** begin Quoted passage **

National Visualization per 2022

# Replace With STATE county Shapefile Folder
counties <- st_read("USAshapefile/USAshapefile")
## Reading layer `USA_Counties_(Generalized)' from data source 
##   `/Users/chsu/RStudio/info-201-finalproject-main 3/USAshapefile/USAshapefile' 
##   using driver `ESRI Shapefile'
## Simple feature collection with 3142 features and 60 fields
## Geometry type: MULTIPOLYGON
## Dimension:     XY
## Bounding box:  xmin: -178.2176 ymin: 18.92179 xmax: -66.96927 ymax: 71.40624
## Geodetic CRS:  WGS 84
df_final_temp <- df_final %>%
  rename(NAME = County) %>%
  group_by(NAME) %>%
  select(NAME, Population, Density)

mpv_temp <- mpv %>%
  rename(NAME = County) %>%
  group_by(NAME) %>%
  summarise(Victims = n()) %>%
  distinct() %>%
  ungroup()
#Dont change anything above this 

mpv_temp <- merge(df_final_temp,mpv_temp, by="NAME", all=TRUE) 
mpv_temp$NAME <- toupper(mpv_temp$NAME)
counties$NAME <- toupper(counties$NAME)
counties <- counties %>% filter(STATE_NAME!="Alaska")
mpv_temp <- mpv_temp %>%
  mutate(VictimRatio = Victims/Population * 1000)

map_data <- merge(counties, mpv_temp, by.x = "NAME", by.y = "NAME", all = FALSE)
map_data <- map_data %>%
  mutate(VictimRatio = ifelse((VictimRatio==0), NA , VictimRatio))
 
leaflet(data = map_data) %>%
  addProviderTiles("OpenStreetMap.Mapnik") %>%
  addPolygons(
    data = map_data,
    fillColor = ~colorQuantile("YlOrRd", map_data$VictimRatio, n = 10)(map_data$VictimRatio),,
    fillOpacity = 0.7,
    color = "lightblue",
    weight = 1,
    label = ~paste(NAME, "<br>", "Victims per 1000:", formatC(VictimRatio, format = "f", digits = 1))
  ) %>%
  addScaleBar(position = "bottomleft") %>%
  addMiniMap(position = "bottomleft") %>%
  addControl("zoomSlider", position = "topright") %>%
  addFullscreenControl()
## Warning in RColorBrewer::brewer.pal(max(3, n), palette): n too large, allowed maximum for palette YlOrRd is 9
## Returning the palette you asked for with that many colors

** end Quoted passage **
** begin Entries supplied **

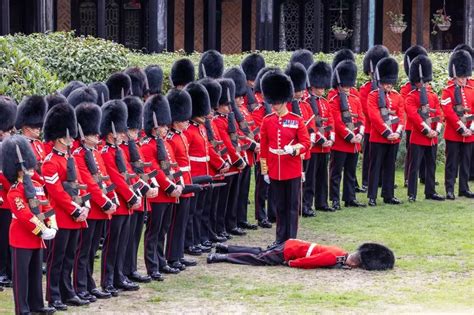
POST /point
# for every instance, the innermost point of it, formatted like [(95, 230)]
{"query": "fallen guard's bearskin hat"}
[(134, 111), (59, 119), (154, 75), (113, 111), (426, 67), (11, 164), (375, 257), (182, 72), (251, 65), (118, 83), (31, 112), (277, 87), (88, 115), (213, 64), (297, 74), (319, 75), (388, 70), (180, 105), (374, 54), (462, 61), (303, 56)]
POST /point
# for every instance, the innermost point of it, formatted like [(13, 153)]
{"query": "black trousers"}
[(382, 156), (458, 158), (5, 254), (27, 280), (175, 239), (61, 259), (342, 162), (114, 250), (287, 194), (256, 256), (419, 152)]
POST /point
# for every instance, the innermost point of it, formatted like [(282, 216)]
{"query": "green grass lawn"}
[(433, 243)]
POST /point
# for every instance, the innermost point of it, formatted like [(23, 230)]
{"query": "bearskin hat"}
[(388, 70), (297, 74), (119, 83), (8, 109), (180, 105), (238, 76), (319, 75), (135, 112), (71, 86), (341, 55), (31, 112), (410, 54), (11, 164), (213, 64), (462, 61), (374, 54), (113, 111), (347, 71), (426, 67), (214, 90), (158, 105), (81, 95), (251, 65), (375, 257), (303, 56), (88, 116), (200, 99), (277, 87), (59, 119), (154, 75)]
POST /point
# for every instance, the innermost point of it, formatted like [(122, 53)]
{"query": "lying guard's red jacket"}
[(301, 254)]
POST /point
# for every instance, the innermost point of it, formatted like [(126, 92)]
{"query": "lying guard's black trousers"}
[(27, 280)]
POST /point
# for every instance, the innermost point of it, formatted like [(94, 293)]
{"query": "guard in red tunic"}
[(284, 138), (387, 115), (458, 105), (424, 114)]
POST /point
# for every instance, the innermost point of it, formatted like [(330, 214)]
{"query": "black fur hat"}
[(159, 105), (117, 83), (238, 76), (200, 99), (410, 54), (347, 70), (31, 112), (319, 75), (88, 116), (375, 256), (11, 164), (277, 87), (388, 70), (426, 67), (213, 64), (251, 65), (341, 55), (154, 74), (135, 112), (60, 118), (297, 74), (113, 111), (81, 95), (8, 109), (71, 86), (303, 56), (214, 90), (182, 72), (374, 54), (180, 105), (462, 61)]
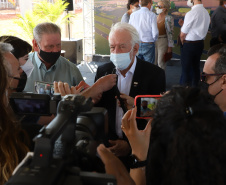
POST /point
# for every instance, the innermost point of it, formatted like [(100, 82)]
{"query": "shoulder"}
[(66, 63), (106, 67)]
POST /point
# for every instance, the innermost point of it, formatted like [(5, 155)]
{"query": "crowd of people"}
[(184, 141)]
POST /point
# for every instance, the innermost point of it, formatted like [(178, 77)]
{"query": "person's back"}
[(188, 141)]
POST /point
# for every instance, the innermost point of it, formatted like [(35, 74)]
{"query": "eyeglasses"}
[(158, 6), (204, 76), (14, 77)]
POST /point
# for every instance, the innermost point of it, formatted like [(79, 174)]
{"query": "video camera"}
[(65, 149)]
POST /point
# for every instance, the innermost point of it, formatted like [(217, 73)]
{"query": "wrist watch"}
[(135, 163)]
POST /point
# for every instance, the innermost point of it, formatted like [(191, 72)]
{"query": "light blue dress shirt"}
[(63, 70), (145, 22)]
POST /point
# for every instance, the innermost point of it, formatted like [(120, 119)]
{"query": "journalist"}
[(12, 138), (183, 144)]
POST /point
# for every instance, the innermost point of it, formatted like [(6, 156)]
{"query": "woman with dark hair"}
[(132, 6), (186, 143), (12, 148)]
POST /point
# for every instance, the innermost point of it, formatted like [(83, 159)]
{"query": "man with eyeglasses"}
[(213, 77), (13, 66), (49, 66)]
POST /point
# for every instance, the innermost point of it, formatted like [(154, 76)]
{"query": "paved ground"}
[(173, 72)]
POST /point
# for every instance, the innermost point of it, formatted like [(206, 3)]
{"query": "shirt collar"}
[(196, 6), (131, 70), (144, 8), (39, 62), (223, 9)]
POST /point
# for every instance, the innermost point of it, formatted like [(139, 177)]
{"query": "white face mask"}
[(189, 3), (135, 9), (158, 10), (151, 8), (121, 60)]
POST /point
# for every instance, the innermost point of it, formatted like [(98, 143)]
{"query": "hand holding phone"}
[(146, 105)]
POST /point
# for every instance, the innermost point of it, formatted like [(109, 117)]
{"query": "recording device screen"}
[(31, 106), (146, 105), (44, 88), (27, 104)]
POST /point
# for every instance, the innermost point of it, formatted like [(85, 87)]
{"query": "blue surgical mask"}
[(121, 60)]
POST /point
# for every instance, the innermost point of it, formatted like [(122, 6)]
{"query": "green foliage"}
[(172, 5), (42, 12)]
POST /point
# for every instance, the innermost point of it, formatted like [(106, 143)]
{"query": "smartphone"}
[(146, 105), (44, 88)]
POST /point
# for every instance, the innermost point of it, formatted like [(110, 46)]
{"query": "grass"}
[(104, 20), (102, 46), (102, 28)]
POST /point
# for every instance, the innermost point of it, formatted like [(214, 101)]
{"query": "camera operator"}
[(183, 144), (12, 139)]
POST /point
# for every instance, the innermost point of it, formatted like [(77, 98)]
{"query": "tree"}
[(42, 12)]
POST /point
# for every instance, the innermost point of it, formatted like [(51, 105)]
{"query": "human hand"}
[(23, 60), (64, 89), (129, 101), (169, 50), (105, 83), (138, 139), (181, 22), (119, 147), (114, 166)]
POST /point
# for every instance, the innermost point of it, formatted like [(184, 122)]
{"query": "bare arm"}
[(182, 37)]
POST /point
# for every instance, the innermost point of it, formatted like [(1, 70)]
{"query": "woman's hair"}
[(12, 149), (188, 140), (20, 47), (131, 2), (166, 4)]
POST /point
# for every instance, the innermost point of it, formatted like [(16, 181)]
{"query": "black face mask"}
[(22, 82), (49, 57)]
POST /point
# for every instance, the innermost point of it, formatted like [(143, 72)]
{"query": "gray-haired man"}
[(49, 66)]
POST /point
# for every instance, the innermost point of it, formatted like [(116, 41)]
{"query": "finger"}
[(56, 89), (61, 88), (133, 123), (125, 120), (148, 126), (67, 88), (104, 153)]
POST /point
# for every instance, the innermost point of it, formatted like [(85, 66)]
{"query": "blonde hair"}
[(166, 4)]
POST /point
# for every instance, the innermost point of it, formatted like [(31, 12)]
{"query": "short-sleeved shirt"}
[(145, 23), (63, 70), (125, 18), (196, 23)]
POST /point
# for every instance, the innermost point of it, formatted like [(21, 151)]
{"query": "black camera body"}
[(34, 104), (66, 146)]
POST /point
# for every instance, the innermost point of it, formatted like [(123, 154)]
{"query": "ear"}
[(35, 45), (136, 48), (223, 85)]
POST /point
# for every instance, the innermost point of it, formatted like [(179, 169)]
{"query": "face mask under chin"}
[(49, 57)]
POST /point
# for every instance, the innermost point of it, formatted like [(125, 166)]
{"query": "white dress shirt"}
[(145, 22), (124, 85), (196, 23)]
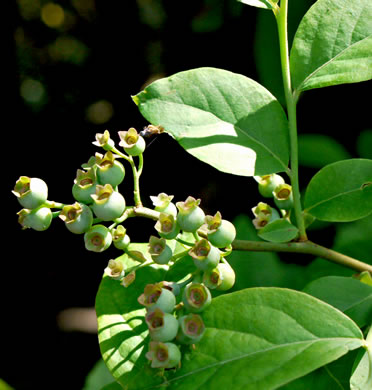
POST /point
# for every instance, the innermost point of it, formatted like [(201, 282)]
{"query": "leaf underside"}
[(224, 119)]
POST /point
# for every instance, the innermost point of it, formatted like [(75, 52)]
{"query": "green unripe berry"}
[(31, 192), (120, 238), (84, 186), (78, 217), (163, 355), (162, 326), (155, 296), (110, 170), (190, 216), (264, 214), (196, 297), (172, 286), (115, 269), (104, 141), (205, 255), (221, 233), (132, 142), (163, 204), (97, 239), (108, 204), (283, 196), (267, 184), (191, 329), (221, 278), (160, 252), (38, 219)]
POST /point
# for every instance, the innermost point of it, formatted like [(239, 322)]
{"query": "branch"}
[(306, 247)]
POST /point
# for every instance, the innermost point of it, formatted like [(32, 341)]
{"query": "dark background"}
[(105, 52)]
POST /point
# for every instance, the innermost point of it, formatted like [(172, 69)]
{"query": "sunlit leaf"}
[(240, 345), (318, 150), (341, 192), (333, 45), (346, 294)]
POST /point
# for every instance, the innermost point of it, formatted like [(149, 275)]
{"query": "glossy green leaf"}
[(318, 150), (240, 346), (364, 144), (362, 376), (333, 45), (259, 3), (279, 230), (346, 294), (98, 377), (224, 119), (341, 192)]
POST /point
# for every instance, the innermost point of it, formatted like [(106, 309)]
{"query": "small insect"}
[(151, 130)]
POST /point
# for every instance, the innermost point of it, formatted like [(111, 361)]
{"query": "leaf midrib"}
[(243, 356), (285, 168), (314, 72), (332, 198)]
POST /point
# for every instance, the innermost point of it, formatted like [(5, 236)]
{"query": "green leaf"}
[(224, 119), (341, 192), (333, 45), (240, 345), (318, 150), (259, 3), (346, 294), (4, 385), (278, 231), (272, 272), (242, 349), (121, 327)]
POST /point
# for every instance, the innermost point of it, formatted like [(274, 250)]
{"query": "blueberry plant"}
[(166, 316)]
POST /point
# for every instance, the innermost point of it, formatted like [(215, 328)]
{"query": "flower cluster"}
[(173, 308), (272, 186)]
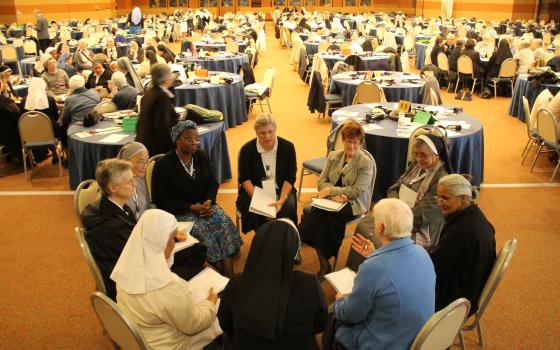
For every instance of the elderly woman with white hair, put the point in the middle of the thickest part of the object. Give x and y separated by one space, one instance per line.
78 104
466 252
125 95
83 57
268 162
157 114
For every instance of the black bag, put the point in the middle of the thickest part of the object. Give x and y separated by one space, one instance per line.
91 119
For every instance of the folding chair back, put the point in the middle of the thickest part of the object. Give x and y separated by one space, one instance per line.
440 331
119 327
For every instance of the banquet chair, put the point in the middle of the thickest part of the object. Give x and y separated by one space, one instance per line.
465 70
533 139
120 328
496 274
90 261
506 74
441 329
86 193
105 107
357 218
315 166
149 172
547 132
367 92
36 131
9 55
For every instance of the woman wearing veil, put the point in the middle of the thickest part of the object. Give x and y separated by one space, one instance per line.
135 21
269 305
156 299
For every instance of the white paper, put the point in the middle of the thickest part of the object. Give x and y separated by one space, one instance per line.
408 196
342 280
114 138
208 278
260 203
327 204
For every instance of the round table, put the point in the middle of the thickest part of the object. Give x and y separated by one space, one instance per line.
215 46
406 87
420 54
368 59
524 88
220 62
227 98
85 153
389 149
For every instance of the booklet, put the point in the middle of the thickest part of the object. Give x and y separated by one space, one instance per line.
260 203
327 204
342 280
208 278
190 241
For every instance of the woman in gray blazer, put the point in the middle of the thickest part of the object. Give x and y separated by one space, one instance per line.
346 178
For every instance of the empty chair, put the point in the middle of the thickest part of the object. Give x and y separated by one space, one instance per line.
506 75
120 328
440 331
547 132
500 267
367 92
36 131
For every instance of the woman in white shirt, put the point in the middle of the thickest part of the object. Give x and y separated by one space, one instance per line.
157 300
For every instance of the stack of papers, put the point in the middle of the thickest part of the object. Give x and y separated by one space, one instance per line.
208 278
342 280
327 204
260 203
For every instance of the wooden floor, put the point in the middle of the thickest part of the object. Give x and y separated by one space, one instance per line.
45 284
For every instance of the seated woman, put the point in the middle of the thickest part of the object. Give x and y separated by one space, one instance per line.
346 178
184 184
156 299
291 307
271 159
109 221
137 155
466 252
422 175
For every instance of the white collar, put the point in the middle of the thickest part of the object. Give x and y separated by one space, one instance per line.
260 148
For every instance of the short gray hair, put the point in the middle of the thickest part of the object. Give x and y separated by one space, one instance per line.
264 119
458 185
119 79
160 72
395 216
108 171
76 81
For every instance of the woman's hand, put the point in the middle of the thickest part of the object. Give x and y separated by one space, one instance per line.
361 245
324 193
212 297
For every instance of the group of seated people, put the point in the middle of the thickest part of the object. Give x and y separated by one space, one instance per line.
444 245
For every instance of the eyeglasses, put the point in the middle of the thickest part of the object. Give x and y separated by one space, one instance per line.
189 140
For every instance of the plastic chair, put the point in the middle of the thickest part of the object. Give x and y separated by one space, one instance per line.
149 172
86 193
315 166
506 74
121 329
367 92
547 132
90 261
533 139
105 107
465 70
35 130
500 267
441 329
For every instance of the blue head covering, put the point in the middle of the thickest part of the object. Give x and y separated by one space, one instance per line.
180 127
62 59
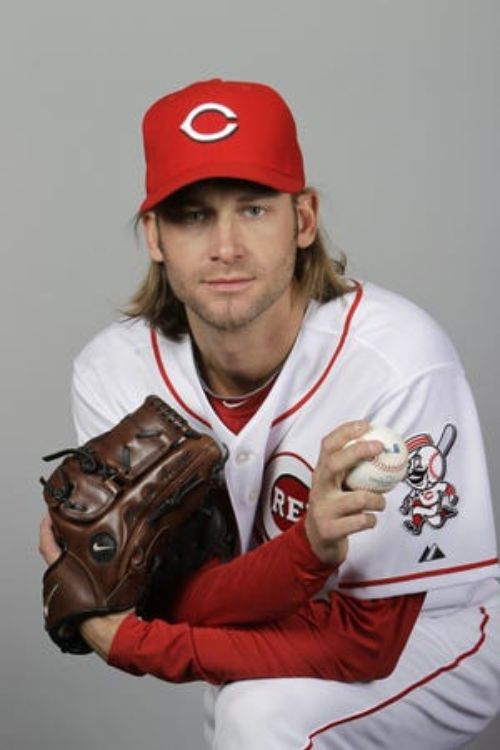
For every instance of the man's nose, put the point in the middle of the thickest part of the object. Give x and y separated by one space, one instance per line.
226 242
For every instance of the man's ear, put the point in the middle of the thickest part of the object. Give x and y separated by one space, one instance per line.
151 236
307 206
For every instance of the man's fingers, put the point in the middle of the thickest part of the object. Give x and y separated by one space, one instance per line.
47 546
337 459
352 503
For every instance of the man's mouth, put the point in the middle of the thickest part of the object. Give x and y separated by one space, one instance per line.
228 284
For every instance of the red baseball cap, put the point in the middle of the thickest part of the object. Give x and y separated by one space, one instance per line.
220 129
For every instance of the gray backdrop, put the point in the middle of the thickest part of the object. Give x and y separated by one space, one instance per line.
398 105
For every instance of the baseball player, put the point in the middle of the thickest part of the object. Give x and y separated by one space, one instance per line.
349 620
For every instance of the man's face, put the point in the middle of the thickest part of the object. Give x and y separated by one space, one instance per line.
229 250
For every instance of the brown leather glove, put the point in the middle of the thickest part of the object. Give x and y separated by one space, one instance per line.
133 509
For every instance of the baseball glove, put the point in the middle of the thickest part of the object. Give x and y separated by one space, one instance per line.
132 509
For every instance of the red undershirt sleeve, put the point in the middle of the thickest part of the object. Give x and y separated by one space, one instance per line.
292 635
263 585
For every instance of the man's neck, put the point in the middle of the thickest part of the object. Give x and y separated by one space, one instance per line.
234 363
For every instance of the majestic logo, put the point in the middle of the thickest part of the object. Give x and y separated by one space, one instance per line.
431 499
188 126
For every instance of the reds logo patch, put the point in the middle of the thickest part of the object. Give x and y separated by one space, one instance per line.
289 498
285 493
432 499
207 113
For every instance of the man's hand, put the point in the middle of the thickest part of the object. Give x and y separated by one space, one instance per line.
334 513
47 544
100 631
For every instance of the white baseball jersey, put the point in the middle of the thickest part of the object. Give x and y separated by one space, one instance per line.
370 354
367 355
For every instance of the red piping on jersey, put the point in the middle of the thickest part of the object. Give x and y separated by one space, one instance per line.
168 382
292 455
395 698
412 576
338 349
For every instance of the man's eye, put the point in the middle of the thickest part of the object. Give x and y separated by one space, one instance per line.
194 216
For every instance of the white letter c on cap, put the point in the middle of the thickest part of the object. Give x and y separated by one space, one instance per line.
228 129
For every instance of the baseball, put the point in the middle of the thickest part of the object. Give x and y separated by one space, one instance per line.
382 473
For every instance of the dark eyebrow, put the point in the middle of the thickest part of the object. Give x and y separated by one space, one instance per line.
252 195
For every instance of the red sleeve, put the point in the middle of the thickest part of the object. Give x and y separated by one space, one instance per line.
263 585
341 638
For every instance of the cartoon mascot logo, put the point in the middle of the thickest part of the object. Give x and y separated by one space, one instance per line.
431 499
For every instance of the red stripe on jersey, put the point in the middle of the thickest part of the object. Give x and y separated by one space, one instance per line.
293 455
326 371
399 696
413 576
235 413
168 382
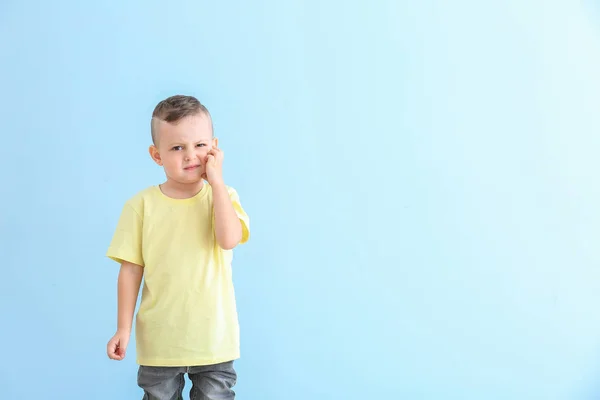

** end Entries supplied **

**Aim of the task**
Summarize the mapping code in two sentences. The data shown above is separate material and is not part of the mapping code.

**Exercise answer**
The mapping code reads a county shapefile, merges county population figures with victim counts by county name, removes Alaska, and computes victims per 1000 residents. It then draws those ratios on a leaflet map with a ten-level YlOrRd color scale, which produces a warning that the palette allows at most nine colors.